Task instructions: Render the rows in the stretch from the line containing "every small pine" through the line containing "[426,220,695,332]" as a two-column CSV with the columns "text" and "boxes". Use one line per row, place each field in quotation marks with line breaks replaced by spaces, and leave out the pictures.

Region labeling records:
--- --- ---

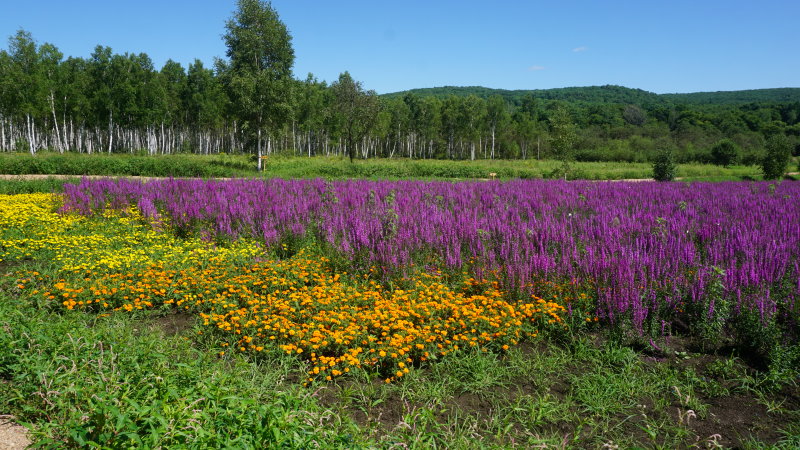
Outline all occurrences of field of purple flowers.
[64,179,800,346]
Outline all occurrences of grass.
[0,153,761,181]
[0,292,800,448]
[0,176,800,449]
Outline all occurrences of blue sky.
[0,0,800,93]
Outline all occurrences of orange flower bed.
[43,251,564,382]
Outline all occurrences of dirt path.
[0,415,32,450]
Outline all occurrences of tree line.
[0,0,800,165]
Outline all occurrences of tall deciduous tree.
[550,105,578,179]
[218,0,294,168]
[331,72,380,162]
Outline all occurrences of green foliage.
[0,293,351,448]
[761,134,792,180]
[653,150,677,181]
[0,153,255,177]
[711,139,739,167]
[217,0,294,152]
[687,267,732,347]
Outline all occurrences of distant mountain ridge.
[382,85,800,105]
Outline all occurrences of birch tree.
[218,0,294,170]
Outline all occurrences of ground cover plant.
[0,152,762,181]
[0,180,800,448]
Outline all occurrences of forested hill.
[660,88,800,105]
[383,85,800,105]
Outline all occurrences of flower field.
[0,180,800,381]
[63,180,800,334]
[6,180,800,448]
[0,190,564,382]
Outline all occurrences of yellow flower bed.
[0,195,564,382]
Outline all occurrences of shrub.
[653,150,677,181]
[761,134,792,180]
[711,139,739,167]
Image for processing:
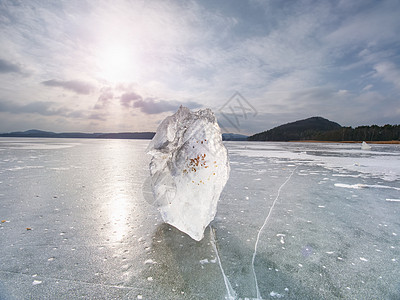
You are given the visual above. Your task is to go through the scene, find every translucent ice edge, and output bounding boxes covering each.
[210,166,298,300]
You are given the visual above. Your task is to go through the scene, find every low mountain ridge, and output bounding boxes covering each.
[248,117,342,141]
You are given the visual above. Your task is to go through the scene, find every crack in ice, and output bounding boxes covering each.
[210,226,236,300]
[251,167,297,299]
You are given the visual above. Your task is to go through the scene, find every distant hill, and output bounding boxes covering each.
[248,117,342,141]
[0,129,155,140]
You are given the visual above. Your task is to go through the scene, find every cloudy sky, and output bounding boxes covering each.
[0,0,400,134]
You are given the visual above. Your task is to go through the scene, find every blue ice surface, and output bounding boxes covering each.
[0,139,400,299]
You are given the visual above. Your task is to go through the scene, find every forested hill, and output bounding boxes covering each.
[248,117,400,142]
[248,117,342,141]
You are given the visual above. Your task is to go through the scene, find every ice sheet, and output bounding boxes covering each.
[0,139,400,300]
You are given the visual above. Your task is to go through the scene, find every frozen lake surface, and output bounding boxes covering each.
[0,138,400,300]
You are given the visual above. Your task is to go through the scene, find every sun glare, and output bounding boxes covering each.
[97,45,138,83]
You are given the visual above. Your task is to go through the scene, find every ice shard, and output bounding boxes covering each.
[147,106,230,241]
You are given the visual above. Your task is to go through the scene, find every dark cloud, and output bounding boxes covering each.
[133,98,201,115]
[0,58,23,73]
[0,101,65,116]
[121,92,143,107]
[42,79,94,95]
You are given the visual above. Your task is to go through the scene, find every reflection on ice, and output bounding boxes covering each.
[0,139,400,300]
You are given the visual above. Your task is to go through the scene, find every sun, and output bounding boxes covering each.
[97,45,138,83]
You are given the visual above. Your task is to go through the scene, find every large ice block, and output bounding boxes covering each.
[147,106,230,241]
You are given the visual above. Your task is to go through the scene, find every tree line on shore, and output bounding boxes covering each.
[312,124,400,141]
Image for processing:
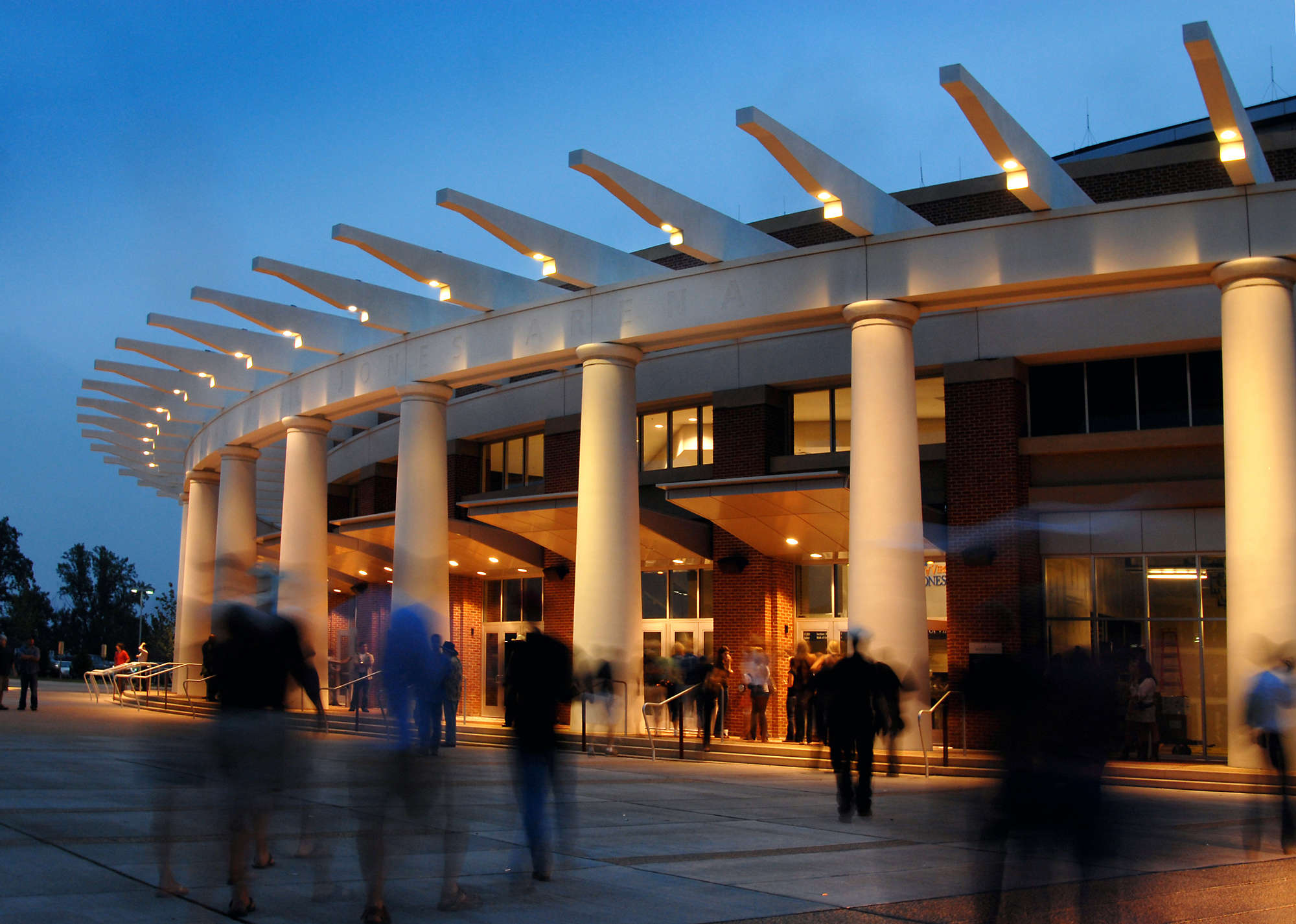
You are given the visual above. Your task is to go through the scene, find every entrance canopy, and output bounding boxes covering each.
[459,491,712,569]
[662,472,945,564]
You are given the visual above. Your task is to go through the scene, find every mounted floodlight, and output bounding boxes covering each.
[568,149,792,263]
[1183,22,1274,187]
[941,65,1094,211]
[734,106,932,237]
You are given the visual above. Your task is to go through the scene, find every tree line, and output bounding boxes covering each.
[0,517,175,661]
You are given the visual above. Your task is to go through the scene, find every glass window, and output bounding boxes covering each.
[518,578,544,622]
[832,389,850,452]
[500,581,522,622]
[639,572,666,619]
[504,437,526,487]
[1085,359,1138,433]
[1045,556,1093,619]
[642,412,670,472]
[702,404,713,465]
[1188,350,1223,426]
[526,433,544,485]
[792,389,832,456]
[797,565,833,617]
[1138,352,1188,430]
[669,572,697,619]
[482,443,504,491]
[1030,363,1085,437]
[670,407,699,468]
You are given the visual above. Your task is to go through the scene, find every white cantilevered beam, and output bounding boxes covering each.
[333,224,553,311]
[251,257,464,334]
[437,189,670,289]
[568,149,792,263]
[114,337,259,391]
[941,65,1094,211]
[145,312,301,375]
[95,359,226,407]
[1183,22,1274,187]
[734,106,932,237]
[189,285,391,356]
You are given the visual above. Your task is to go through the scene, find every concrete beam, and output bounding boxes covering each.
[114,337,259,391]
[251,257,464,334]
[146,312,305,375]
[95,359,226,407]
[437,189,670,289]
[735,106,932,237]
[941,65,1094,211]
[1183,22,1274,187]
[568,149,792,263]
[189,285,391,356]
[333,224,553,311]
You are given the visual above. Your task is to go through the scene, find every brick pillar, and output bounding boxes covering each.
[450,574,485,715]
[712,385,788,478]
[712,527,796,740]
[945,359,1043,748]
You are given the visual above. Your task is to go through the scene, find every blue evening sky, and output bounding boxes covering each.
[0,0,1296,594]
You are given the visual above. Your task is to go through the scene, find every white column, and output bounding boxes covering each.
[174,469,220,664]
[391,382,454,639]
[215,446,260,600]
[1212,257,1296,767]
[845,299,929,748]
[572,343,643,731]
[279,416,333,670]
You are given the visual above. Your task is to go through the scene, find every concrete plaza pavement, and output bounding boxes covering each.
[0,683,1296,924]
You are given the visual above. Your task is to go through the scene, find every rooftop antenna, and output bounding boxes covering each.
[1077,96,1098,149]
[1261,45,1287,102]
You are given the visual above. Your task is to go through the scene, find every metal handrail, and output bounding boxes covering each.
[643,683,702,761]
[918,689,968,779]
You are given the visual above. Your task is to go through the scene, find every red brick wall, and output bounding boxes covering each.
[712,529,796,740]
[945,378,1042,748]
[544,430,581,494]
[712,404,787,478]
[450,574,483,715]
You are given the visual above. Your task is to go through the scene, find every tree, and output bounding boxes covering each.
[54,543,146,652]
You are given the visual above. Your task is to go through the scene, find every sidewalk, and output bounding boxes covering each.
[0,684,1296,924]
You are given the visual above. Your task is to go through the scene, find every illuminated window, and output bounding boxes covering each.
[639,404,712,472]
[482,433,544,491]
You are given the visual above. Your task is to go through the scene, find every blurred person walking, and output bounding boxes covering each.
[1247,653,1296,854]
[504,632,574,883]
[441,639,464,748]
[743,644,771,741]
[351,606,481,924]
[14,639,40,713]
[211,574,324,918]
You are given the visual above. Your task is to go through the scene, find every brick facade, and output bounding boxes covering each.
[945,360,1042,748]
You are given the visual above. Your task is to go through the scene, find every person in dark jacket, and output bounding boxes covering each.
[820,631,879,822]
[504,632,574,883]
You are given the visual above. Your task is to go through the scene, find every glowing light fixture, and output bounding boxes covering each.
[1220,141,1247,163]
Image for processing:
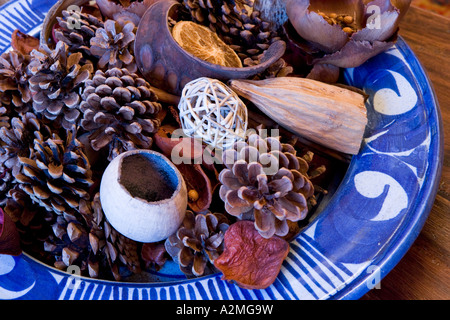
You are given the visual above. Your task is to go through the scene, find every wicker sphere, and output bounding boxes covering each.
[178,77,248,150]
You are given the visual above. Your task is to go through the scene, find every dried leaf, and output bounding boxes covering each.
[214,221,289,289]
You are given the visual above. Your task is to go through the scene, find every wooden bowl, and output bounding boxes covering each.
[100,150,188,243]
[134,0,286,95]
[40,0,86,49]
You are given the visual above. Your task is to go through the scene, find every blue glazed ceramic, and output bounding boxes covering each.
[0,0,443,300]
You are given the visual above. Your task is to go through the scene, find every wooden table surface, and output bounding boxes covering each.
[362,7,450,300]
[0,0,450,300]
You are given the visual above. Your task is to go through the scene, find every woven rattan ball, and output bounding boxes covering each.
[178,77,248,149]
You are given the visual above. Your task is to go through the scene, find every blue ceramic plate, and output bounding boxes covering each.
[0,0,443,300]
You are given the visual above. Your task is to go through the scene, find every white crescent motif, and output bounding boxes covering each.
[0,254,36,300]
[373,70,418,116]
[354,171,408,221]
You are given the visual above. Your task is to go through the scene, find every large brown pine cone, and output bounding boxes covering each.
[90,20,137,72]
[0,50,31,114]
[55,10,104,57]
[87,193,141,280]
[28,41,94,130]
[44,212,89,274]
[183,0,279,66]
[15,131,93,215]
[80,68,161,160]
[219,133,314,238]
[0,112,52,177]
[165,210,229,277]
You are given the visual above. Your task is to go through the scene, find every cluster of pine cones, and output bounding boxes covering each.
[0,2,162,280]
[0,0,324,280]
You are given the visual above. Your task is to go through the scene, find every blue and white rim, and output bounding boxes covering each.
[0,0,443,300]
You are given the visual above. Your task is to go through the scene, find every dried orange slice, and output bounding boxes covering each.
[172,21,242,68]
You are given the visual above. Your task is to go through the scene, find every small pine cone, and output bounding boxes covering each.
[88,193,141,281]
[0,112,51,177]
[165,210,229,277]
[0,50,31,114]
[183,0,278,66]
[16,131,93,215]
[28,41,93,130]
[219,133,314,238]
[4,186,51,258]
[90,20,137,72]
[0,162,13,208]
[44,212,89,273]
[55,10,104,57]
[80,68,161,161]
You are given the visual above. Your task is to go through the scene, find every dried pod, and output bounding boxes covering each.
[214,221,289,289]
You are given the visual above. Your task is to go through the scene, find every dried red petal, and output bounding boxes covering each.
[214,221,289,289]
[0,209,22,256]
[154,125,218,212]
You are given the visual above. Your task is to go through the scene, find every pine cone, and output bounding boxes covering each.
[29,41,93,130]
[0,50,31,114]
[0,106,10,128]
[183,0,279,66]
[219,133,314,238]
[253,58,294,80]
[88,193,141,281]
[44,212,89,274]
[16,131,93,215]
[90,20,137,72]
[165,210,229,277]
[80,68,161,160]
[55,10,104,57]
[4,185,51,262]
[0,112,51,177]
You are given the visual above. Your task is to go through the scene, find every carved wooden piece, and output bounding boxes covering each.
[135,1,286,95]
[229,77,367,154]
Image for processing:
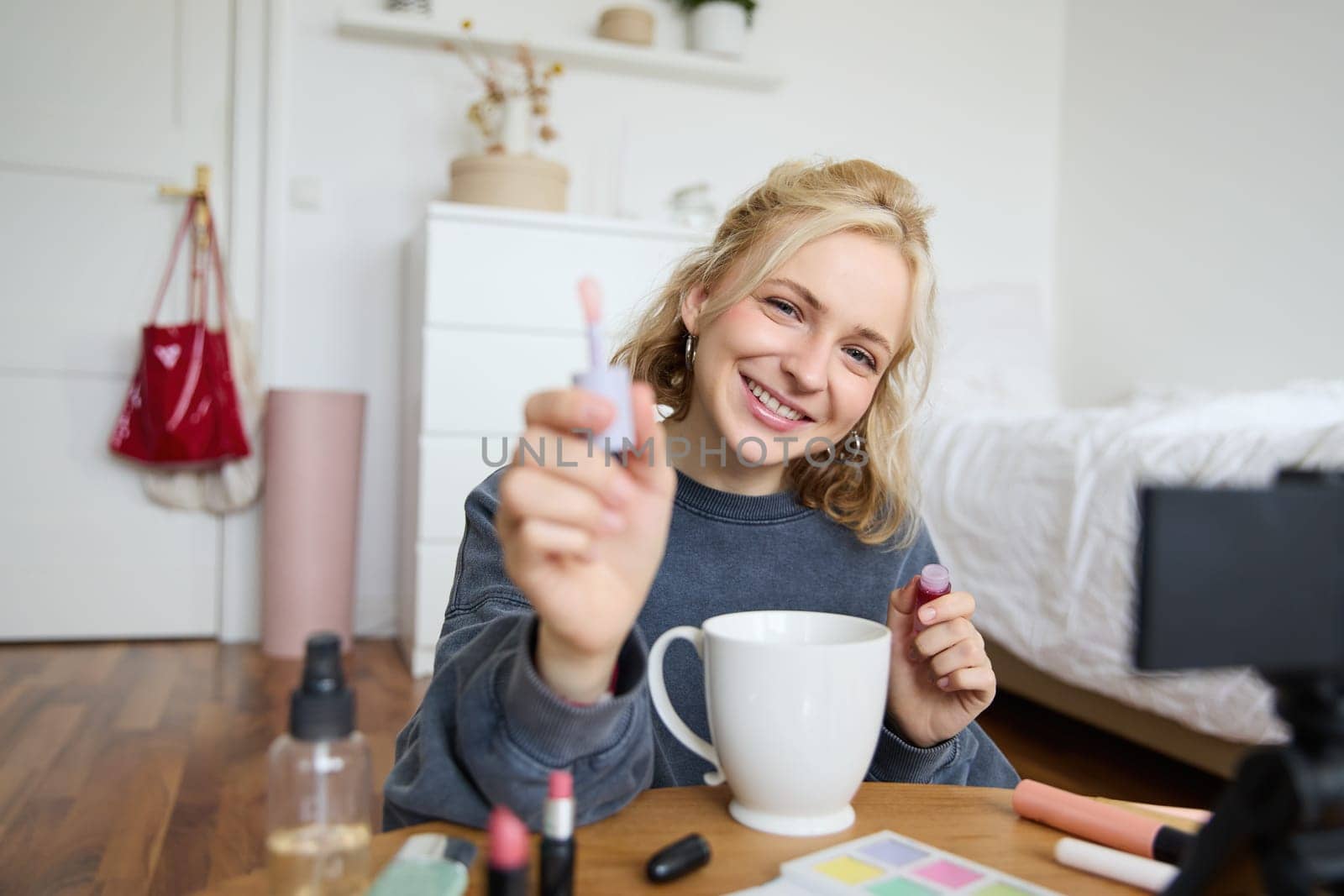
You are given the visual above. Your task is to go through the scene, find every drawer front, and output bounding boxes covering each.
[417,435,515,544]
[422,327,587,435]
[415,542,459,645]
[426,220,695,332]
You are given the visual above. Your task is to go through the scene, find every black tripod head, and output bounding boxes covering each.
[1134,470,1344,896]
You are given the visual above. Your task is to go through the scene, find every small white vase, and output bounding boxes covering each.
[690,0,748,59]
[500,97,533,156]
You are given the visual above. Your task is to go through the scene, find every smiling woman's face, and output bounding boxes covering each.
[681,231,910,466]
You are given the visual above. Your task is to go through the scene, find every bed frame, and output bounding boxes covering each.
[985,638,1250,778]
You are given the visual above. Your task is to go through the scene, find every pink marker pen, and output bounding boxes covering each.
[916,563,952,631]
[574,277,637,454]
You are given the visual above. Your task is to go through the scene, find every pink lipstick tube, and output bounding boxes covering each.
[916,563,952,631]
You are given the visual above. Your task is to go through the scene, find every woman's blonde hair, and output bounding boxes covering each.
[616,159,934,547]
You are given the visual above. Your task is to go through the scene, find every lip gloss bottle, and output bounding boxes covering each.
[574,277,638,454]
[916,563,952,631]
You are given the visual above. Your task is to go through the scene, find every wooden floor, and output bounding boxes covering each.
[0,641,1221,896]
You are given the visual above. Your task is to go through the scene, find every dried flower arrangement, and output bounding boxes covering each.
[674,0,757,24]
[444,18,564,153]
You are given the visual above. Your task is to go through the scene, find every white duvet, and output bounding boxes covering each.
[919,381,1344,743]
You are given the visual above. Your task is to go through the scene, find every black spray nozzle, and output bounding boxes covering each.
[289,631,354,740]
[304,631,345,693]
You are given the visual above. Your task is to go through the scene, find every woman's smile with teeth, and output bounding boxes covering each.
[748,378,809,421]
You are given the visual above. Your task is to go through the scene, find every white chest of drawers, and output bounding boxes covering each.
[398,203,707,676]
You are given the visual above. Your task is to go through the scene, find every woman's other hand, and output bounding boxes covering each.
[887,576,997,747]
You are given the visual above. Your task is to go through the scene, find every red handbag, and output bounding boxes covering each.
[109,196,250,466]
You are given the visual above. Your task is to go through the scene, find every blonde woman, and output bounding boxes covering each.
[383,160,1017,829]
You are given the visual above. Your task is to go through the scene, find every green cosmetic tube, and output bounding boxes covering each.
[365,834,475,896]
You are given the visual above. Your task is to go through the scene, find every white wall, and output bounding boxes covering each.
[1057,0,1344,405]
[266,0,1063,632]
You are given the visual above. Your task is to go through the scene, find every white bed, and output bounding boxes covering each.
[918,291,1344,771]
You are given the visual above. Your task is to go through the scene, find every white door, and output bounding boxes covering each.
[0,0,233,639]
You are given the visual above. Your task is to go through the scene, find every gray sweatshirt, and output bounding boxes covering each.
[383,470,1017,831]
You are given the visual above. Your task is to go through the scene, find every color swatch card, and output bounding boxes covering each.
[737,831,1058,896]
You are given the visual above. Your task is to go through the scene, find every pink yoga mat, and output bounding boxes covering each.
[262,390,365,658]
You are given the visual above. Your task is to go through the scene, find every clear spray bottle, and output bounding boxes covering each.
[266,631,371,896]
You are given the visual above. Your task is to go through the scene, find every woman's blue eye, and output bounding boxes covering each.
[845,348,878,369]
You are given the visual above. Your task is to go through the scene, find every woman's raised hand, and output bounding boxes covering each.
[495,383,676,703]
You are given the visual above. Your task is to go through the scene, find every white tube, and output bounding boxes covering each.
[1055,837,1179,893]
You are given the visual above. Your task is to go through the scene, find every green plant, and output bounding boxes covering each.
[674,0,757,24]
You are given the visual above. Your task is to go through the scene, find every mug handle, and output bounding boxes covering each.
[649,626,724,786]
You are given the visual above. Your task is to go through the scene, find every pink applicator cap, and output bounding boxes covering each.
[574,277,638,454]
[547,771,574,799]
[488,806,528,869]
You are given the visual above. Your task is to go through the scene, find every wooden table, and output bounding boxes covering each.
[207,783,1142,896]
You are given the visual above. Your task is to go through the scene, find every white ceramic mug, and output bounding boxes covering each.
[649,610,891,837]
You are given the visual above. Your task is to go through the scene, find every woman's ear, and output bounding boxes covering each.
[681,284,710,333]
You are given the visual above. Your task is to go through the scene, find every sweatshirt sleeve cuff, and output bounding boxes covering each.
[869,717,961,784]
[500,616,648,768]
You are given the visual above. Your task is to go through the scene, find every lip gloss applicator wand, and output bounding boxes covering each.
[574,277,638,454]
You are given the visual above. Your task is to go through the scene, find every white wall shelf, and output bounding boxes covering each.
[340,9,784,92]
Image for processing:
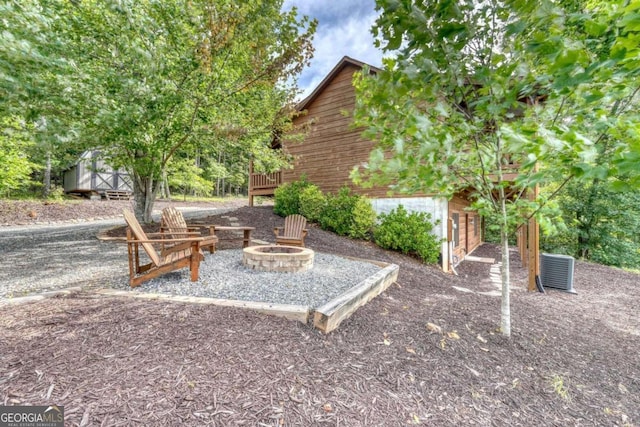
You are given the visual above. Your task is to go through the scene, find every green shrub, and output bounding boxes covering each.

--- --- ---

Response below:
text,boxes
"You are given the visual above. Your task is to go through the scene, find every small pine cone, and output bounding boxes covering each.","[88,193,141,281] [0,112,51,177] [165,210,229,277] [0,50,31,114] [183,0,278,66] [16,131,93,215] [28,41,93,130] [219,133,314,238] [4,186,51,258] [90,20,137,72] [0,162,13,208] [44,212,89,273] [55,10,104,57] [80,68,161,161]"
"You are given the visual above. Your task is to go through the scene, find every dried pod, and output bounding boxes covering each.","[214,221,289,289]"
"You are given the visual above. Your task is to go through the scene, find every dried red petal, and output bounding boxes covering each.","[214,221,289,289] [0,209,22,256] [154,125,218,212]"
"You are given the visual above. Your task is to go through the scene, find every pine cone, and output bounding boxes covering each.","[29,41,93,130] [0,50,31,114] [0,106,10,128] [183,0,279,66] [219,133,314,238] [253,58,294,80] [88,193,141,281] [44,212,89,274] [16,131,93,215] [90,20,137,72] [165,210,229,277] [80,68,161,160] [55,10,104,57] [4,185,51,262] [0,112,51,177]"
"You are given the visual above. Your task is to go through the scene, find every carved wooden piece, and output bounding boxes covering each.","[135,1,286,95] [229,77,367,154]"
"Image for processing: You are given the visual above. Your task is to go through the scene, find every drawer front, and output bounding boxes covering each.","[417,435,515,544] [422,327,587,435] [415,542,459,645] [426,220,695,332]"